> [Aim of the task] Both the line containing "find bush |" and the last line of the listing are included: write out exactly the lines from one to the other.

> [Material provided]
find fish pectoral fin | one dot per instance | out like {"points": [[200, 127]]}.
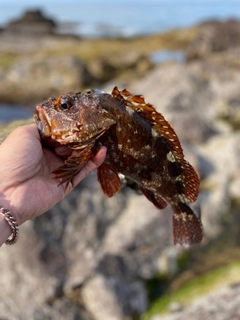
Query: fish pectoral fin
{"points": [[109, 180], [155, 198], [73, 165], [187, 227]]}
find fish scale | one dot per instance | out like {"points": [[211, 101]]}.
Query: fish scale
{"points": [[140, 143]]}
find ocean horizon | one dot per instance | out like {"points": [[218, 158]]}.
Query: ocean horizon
{"points": [[123, 18]]}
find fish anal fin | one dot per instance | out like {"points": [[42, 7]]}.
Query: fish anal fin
{"points": [[109, 180], [73, 165], [191, 182], [187, 227], [156, 199]]}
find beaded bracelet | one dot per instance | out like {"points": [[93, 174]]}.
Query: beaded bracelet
{"points": [[12, 223]]}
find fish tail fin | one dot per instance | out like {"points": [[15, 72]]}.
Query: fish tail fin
{"points": [[187, 227]]}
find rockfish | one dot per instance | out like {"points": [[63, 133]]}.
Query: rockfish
{"points": [[140, 143]]}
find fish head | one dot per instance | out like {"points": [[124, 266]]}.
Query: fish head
{"points": [[72, 119]]}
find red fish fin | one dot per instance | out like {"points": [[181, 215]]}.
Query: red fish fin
{"points": [[154, 198], [109, 180], [73, 165], [187, 227]]}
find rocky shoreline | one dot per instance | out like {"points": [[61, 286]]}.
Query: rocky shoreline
{"points": [[94, 262]]}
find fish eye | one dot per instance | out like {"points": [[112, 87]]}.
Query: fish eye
{"points": [[64, 106]]}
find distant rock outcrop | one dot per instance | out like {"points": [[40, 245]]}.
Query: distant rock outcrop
{"points": [[33, 22]]}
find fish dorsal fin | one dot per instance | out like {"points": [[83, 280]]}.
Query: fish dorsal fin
{"points": [[163, 129], [149, 113]]}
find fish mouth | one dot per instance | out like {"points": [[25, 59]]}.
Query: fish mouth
{"points": [[43, 123]]}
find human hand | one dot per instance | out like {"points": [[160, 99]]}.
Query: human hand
{"points": [[26, 185]]}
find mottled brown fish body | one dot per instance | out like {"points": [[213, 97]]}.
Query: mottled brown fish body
{"points": [[140, 145]]}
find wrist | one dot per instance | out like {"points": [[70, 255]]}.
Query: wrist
{"points": [[5, 230]]}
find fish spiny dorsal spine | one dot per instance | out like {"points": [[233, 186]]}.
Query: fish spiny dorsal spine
{"points": [[160, 127]]}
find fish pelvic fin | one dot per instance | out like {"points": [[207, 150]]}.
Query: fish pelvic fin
{"points": [[187, 227], [73, 165], [155, 198], [109, 180]]}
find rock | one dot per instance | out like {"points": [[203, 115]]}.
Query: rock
{"points": [[36, 78], [33, 23], [222, 304], [73, 246], [214, 36], [113, 298], [129, 65]]}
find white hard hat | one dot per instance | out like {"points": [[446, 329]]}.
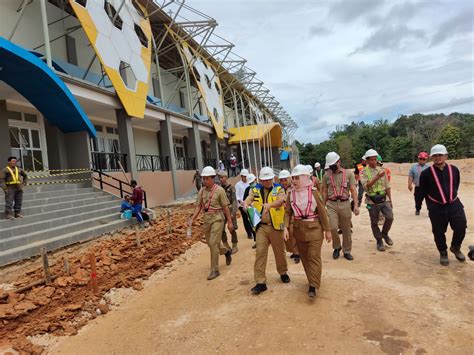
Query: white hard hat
{"points": [[332, 158], [299, 170], [250, 178], [371, 153], [438, 149], [266, 173], [284, 174], [208, 171]]}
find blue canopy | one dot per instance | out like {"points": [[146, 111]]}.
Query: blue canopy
{"points": [[36, 82]]}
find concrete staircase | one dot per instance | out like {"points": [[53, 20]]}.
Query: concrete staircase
{"points": [[57, 215]]}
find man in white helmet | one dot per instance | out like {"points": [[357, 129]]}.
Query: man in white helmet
{"points": [[239, 192], [268, 199], [378, 198], [285, 182], [213, 201], [337, 187], [439, 186]]}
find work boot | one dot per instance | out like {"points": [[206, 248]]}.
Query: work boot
{"points": [[258, 289], [443, 258], [228, 257], [380, 246], [388, 240], [348, 256], [285, 278], [458, 253], [213, 275]]}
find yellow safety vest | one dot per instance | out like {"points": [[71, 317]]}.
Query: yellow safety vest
{"points": [[15, 176], [277, 215]]}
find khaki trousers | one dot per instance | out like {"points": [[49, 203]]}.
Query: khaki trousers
{"points": [[309, 241], [340, 216], [267, 235]]}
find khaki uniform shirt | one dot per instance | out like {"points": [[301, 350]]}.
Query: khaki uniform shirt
{"points": [[350, 181], [219, 200], [381, 184]]}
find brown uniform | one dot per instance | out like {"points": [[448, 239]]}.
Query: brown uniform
{"points": [[309, 238], [267, 235], [212, 202], [339, 207]]}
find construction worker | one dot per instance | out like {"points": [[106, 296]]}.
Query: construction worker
{"points": [[414, 179], [285, 182], [439, 186], [268, 199], [230, 193], [213, 201], [310, 225], [337, 186], [239, 192], [378, 198], [358, 171], [13, 179]]}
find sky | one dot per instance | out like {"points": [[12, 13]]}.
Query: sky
{"points": [[333, 62]]}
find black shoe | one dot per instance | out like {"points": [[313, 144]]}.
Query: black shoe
{"points": [[458, 253], [443, 258], [258, 289], [228, 257], [348, 256], [380, 246], [388, 240]]}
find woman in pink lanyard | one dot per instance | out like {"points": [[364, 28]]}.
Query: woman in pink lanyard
{"points": [[310, 225]]}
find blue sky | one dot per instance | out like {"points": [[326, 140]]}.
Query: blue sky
{"points": [[333, 62]]}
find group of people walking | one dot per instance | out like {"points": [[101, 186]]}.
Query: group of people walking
{"points": [[309, 206]]}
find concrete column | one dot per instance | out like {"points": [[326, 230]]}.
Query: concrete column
{"points": [[194, 146], [5, 148], [126, 141], [166, 140]]}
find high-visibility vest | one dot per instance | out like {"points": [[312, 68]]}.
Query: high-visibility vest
{"points": [[277, 215], [15, 176]]}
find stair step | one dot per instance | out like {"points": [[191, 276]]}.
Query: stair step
{"points": [[33, 249], [36, 236], [12, 231]]}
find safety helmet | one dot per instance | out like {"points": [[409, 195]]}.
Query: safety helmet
{"points": [[299, 170], [284, 174], [438, 149], [208, 171], [423, 155], [371, 153], [266, 173], [251, 178], [244, 172], [332, 158]]}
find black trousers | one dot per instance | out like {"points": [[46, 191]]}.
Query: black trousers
{"points": [[247, 225], [418, 198], [452, 214]]}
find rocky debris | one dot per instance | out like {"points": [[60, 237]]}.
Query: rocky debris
{"points": [[67, 304]]}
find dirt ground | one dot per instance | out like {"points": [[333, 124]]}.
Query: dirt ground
{"points": [[398, 301]]}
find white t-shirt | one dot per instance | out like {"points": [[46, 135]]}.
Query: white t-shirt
{"points": [[240, 190]]}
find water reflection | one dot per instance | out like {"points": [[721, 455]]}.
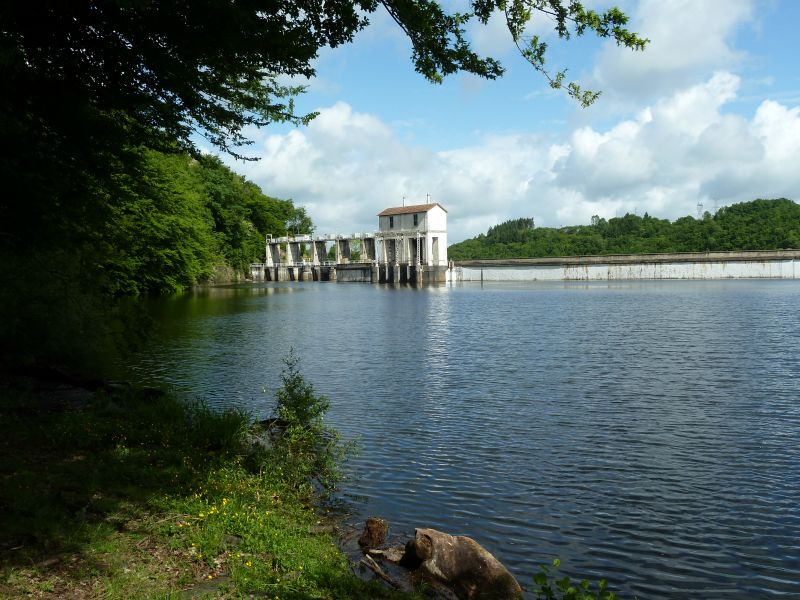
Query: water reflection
{"points": [[644, 432]]}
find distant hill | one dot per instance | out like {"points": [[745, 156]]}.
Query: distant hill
{"points": [[755, 225]]}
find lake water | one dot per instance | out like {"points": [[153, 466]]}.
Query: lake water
{"points": [[645, 432]]}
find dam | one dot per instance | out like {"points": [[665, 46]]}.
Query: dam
{"points": [[410, 246], [774, 264]]}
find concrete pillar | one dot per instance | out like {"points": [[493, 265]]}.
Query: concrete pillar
{"points": [[368, 253], [318, 252], [342, 251], [293, 253], [273, 254]]}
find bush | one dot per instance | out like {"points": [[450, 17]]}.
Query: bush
{"points": [[550, 588], [307, 451]]}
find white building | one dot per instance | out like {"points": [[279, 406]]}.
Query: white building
{"points": [[414, 235]]}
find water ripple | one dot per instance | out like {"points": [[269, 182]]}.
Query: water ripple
{"points": [[648, 433]]}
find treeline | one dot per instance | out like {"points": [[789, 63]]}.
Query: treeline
{"points": [[755, 225], [181, 218]]}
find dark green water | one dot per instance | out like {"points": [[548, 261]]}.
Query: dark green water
{"points": [[646, 432]]}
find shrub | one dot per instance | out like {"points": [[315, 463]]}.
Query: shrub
{"points": [[306, 450], [550, 588]]}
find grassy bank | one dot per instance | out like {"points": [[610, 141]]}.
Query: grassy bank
{"points": [[139, 495]]}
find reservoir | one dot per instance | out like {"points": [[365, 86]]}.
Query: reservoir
{"points": [[647, 432]]}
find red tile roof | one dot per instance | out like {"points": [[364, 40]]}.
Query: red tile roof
{"points": [[404, 210]]}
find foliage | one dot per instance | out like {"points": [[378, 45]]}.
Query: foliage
{"points": [[138, 494], [307, 450], [550, 588], [755, 225]]}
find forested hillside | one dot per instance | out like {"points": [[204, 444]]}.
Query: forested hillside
{"points": [[181, 217], [756, 225]]}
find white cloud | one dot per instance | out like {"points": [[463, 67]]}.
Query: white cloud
{"points": [[346, 166], [687, 39]]}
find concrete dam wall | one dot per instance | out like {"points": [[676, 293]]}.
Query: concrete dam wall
{"points": [[779, 264]]}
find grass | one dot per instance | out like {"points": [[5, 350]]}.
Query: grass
{"points": [[141, 495]]}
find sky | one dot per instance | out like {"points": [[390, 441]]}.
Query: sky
{"points": [[708, 114]]}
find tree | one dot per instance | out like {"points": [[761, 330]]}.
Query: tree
{"points": [[215, 67]]}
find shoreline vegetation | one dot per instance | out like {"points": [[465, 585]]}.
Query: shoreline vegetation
{"points": [[115, 491], [756, 225], [135, 493]]}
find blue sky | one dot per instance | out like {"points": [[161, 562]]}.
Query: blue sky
{"points": [[709, 113]]}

> [Problem solution]
find bush | one dot per instance | out like {"points": [[450, 17]]}.
Query: bush
{"points": [[550, 588], [307, 451]]}
find white building | one dot per instance | out like {"points": [[279, 406]]}.
Query: white building
{"points": [[414, 235]]}
find water ripple | one dot per instance | out like {"points": [[269, 182]]}.
Query: water ripple
{"points": [[648, 433]]}
find treeline | one dot per instance | out like {"points": [[789, 63]]}.
Query: treeline
{"points": [[755, 225], [181, 218]]}
find dark green water | one dot per instance | out like {"points": [[548, 261]]}.
Query: dark green water
{"points": [[646, 432]]}
find shrub | one dot per instance | out like {"points": [[315, 463]]}.
Query: shrub
{"points": [[306, 450], [550, 588]]}
find grassy bank | one dot per instance | out like {"points": [[610, 141]]}.
Query: grassy bank
{"points": [[139, 495]]}
find reservoir | one dot per instance | out like {"points": [[365, 86]]}.
Query: reservoir
{"points": [[647, 432]]}
find red tile roof | one dot per instance | out like {"points": [[364, 40]]}.
Query: red tile roof
{"points": [[404, 210]]}
find foliage | one dot per instance | out like {"points": [[378, 45]]}.
Query: foliage
{"points": [[138, 494], [307, 450], [550, 588], [755, 225]]}
find forested hillside | one dot per instance | out like {"points": [[204, 444]]}.
Query: forested hillside
{"points": [[181, 217], [756, 225]]}
find white cloud | one dot per instance | out like {"points": [[463, 67]]}.
Query: white cloud
{"points": [[346, 166], [687, 39]]}
find concrete dam wall | one dot per instance | out like {"points": [[676, 293]]}.
Query: concrete dam wall
{"points": [[779, 264]]}
find grass | one dot per instance | out like {"points": [[5, 350]]}.
Query: grass
{"points": [[141, 495]]}
find sky | one dot per instance | out like {"points": [[390, 441]]}.
Query: sky
{"points": [[708, 114]]}
find tree | one dot per instance | out like {"points": [[761, 330]]}.
Query: tree
{"points": [[215, 67]]}
find shoreline vegetation | one dot per instance | out like {"points": [[465, 585]]}.
Query: shoreline vegetation
{"points": [[115, 491], [756, 225], [135, 493]]}
find blue sky | one dot per instance | out like {"points": [[161, 562]]}.
Query: blue sky
{"points": [[709, 113]]}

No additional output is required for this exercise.